>> Start Records to process

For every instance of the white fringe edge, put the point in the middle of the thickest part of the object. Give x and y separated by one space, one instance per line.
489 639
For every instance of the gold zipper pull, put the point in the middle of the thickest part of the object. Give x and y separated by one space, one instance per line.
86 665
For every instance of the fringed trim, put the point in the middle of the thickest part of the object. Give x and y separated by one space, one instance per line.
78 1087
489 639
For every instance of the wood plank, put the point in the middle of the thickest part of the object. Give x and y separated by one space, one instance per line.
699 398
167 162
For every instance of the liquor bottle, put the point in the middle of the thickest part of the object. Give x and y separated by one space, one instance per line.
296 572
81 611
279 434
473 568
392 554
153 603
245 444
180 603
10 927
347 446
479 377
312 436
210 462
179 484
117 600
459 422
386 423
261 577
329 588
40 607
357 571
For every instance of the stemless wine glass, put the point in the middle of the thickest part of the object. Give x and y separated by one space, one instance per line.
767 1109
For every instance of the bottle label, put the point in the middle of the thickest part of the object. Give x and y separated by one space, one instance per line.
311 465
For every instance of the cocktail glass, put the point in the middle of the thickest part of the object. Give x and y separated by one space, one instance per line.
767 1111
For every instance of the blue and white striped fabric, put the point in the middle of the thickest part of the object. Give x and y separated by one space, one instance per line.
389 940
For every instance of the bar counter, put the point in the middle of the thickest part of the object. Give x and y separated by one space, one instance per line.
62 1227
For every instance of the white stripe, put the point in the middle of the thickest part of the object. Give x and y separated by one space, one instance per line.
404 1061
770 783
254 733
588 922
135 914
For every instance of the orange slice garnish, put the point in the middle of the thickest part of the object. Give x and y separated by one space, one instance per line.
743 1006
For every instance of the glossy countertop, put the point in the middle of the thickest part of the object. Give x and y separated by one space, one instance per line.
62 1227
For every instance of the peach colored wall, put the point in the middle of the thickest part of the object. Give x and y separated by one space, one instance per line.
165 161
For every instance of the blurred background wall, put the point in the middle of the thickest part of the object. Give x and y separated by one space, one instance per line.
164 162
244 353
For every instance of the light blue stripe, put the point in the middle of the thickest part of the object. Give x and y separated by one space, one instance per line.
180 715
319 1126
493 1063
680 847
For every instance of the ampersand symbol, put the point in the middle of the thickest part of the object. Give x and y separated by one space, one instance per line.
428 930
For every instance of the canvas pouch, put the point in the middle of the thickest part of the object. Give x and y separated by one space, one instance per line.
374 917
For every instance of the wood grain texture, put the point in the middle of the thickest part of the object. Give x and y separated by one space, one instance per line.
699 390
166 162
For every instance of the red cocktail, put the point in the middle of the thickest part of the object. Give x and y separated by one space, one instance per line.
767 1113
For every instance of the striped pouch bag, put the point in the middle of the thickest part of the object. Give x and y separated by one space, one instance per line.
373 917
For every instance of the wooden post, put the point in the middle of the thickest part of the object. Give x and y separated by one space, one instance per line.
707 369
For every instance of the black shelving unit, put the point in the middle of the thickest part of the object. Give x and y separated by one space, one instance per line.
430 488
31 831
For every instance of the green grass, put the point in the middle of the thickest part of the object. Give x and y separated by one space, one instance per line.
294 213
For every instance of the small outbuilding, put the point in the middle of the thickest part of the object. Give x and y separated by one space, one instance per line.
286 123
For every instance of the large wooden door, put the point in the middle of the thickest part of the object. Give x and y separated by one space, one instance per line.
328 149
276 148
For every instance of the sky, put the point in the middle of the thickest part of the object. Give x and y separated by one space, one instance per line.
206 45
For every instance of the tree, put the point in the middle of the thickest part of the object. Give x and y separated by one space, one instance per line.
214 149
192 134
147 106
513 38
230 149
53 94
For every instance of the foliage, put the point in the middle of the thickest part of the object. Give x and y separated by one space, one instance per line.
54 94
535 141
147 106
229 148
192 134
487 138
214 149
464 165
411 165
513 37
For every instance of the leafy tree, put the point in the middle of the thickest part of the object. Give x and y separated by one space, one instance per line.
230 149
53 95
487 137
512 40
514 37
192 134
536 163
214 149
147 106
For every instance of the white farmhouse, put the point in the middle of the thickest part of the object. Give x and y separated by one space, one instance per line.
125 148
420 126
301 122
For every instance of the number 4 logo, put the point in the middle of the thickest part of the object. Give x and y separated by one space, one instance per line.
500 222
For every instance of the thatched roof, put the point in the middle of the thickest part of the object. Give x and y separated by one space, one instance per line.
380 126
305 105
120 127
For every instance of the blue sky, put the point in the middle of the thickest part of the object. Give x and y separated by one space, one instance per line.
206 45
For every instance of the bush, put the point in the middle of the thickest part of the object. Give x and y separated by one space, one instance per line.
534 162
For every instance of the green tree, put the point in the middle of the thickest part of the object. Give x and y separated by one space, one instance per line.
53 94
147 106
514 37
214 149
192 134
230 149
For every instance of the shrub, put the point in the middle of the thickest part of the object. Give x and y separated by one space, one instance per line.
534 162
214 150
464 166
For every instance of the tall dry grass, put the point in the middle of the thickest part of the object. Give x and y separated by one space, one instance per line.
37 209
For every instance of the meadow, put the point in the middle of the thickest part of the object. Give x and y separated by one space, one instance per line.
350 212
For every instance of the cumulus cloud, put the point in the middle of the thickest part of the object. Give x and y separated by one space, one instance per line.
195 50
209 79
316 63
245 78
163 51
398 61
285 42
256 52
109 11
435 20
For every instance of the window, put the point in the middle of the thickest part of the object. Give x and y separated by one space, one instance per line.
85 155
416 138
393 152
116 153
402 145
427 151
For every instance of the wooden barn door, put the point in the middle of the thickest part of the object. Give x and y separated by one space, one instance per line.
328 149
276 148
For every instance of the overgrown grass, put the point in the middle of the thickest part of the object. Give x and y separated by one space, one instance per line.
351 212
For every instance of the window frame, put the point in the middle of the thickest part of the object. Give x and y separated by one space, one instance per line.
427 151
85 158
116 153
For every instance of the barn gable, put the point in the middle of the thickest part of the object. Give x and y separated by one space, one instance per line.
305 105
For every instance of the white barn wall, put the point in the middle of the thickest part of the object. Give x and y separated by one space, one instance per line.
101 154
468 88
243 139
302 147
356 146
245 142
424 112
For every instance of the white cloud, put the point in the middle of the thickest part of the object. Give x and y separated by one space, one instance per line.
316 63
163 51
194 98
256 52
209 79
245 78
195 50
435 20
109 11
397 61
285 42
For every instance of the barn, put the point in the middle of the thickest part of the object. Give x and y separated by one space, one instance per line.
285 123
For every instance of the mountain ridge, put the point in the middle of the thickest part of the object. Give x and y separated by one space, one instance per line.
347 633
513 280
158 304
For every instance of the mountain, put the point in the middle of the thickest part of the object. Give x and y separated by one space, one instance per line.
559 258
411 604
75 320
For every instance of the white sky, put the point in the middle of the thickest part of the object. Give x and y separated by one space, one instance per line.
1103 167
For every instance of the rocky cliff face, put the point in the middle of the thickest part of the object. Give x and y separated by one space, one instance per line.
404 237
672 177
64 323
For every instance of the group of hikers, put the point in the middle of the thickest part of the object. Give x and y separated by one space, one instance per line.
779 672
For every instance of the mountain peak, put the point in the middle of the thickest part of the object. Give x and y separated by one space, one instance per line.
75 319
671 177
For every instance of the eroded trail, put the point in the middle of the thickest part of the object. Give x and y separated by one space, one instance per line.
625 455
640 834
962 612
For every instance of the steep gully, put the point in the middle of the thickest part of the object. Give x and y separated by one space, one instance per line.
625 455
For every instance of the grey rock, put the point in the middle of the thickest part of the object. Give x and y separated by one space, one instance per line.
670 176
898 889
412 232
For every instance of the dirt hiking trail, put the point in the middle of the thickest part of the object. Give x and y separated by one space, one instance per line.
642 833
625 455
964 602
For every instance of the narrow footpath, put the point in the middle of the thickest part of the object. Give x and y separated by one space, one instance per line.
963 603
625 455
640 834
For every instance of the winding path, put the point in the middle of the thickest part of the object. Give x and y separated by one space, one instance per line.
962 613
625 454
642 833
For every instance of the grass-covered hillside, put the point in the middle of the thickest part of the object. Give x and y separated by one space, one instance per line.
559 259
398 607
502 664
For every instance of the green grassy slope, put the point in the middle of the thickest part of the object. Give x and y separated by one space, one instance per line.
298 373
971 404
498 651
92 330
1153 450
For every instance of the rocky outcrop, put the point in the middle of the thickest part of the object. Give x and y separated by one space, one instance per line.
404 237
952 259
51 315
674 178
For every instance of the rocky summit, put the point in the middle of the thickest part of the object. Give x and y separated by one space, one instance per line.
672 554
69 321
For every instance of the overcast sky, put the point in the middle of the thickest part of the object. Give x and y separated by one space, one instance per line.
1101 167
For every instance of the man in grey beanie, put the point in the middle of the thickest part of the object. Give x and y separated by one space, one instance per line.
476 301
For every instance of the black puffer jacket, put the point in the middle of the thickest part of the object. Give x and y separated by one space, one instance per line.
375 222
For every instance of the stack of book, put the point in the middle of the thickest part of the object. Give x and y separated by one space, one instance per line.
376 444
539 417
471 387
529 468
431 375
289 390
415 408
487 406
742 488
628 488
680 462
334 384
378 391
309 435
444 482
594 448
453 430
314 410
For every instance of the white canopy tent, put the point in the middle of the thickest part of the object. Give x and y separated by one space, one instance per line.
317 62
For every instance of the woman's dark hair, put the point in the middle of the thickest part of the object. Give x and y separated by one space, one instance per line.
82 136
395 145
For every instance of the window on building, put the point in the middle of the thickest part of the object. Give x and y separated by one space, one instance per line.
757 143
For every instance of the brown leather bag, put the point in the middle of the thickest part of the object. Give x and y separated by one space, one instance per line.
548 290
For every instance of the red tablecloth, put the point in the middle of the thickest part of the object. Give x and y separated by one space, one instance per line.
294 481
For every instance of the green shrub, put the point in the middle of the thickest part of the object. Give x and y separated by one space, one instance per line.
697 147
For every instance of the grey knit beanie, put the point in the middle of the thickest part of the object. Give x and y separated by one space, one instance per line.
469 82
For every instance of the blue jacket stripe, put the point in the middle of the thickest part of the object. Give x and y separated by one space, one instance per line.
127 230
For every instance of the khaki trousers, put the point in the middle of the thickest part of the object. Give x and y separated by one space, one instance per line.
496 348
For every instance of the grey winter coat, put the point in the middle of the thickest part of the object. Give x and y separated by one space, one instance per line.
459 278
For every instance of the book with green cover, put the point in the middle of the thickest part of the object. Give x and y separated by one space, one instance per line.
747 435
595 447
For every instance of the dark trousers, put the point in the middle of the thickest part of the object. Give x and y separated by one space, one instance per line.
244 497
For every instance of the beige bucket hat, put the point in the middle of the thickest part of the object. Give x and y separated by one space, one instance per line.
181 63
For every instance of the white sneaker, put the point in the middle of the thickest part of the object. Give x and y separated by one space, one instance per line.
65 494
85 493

>> End Records to process

Return the lines beginning at the one that contains "For every instance of the khaki" and continuing through the last line of the data, exactly as they stand and without any others.

For every instance of the khaki trousers, put the point in the middle of the thickest part of the object. Give x and y separated by one space, one instance per line.
496 348
For every instance of the grey winter coat, put the point in the middle of the thickest part of the object. Give x and y separated by one space, one instance per line.
459 278
For every instance of the book with green cover, put the point in the middle of the thickest part of the object. Give x and y separated by one space, one instance per line.
747 435
595 447
For every instance of the dark trousers, put the point in the middle of the thickest part of the object. Give x and y separated by one space, one instance per line.
244 497
For every instance of the beige bucket hat, put the point in the middle of the thickest part of the object. Give x and y separated by one space, one instance per line.
181 63
For every instance of the white sneaker, put the point in the middle of the thickest part of the object. Give x and y separated by one space, one instance per line.
65 494
85 493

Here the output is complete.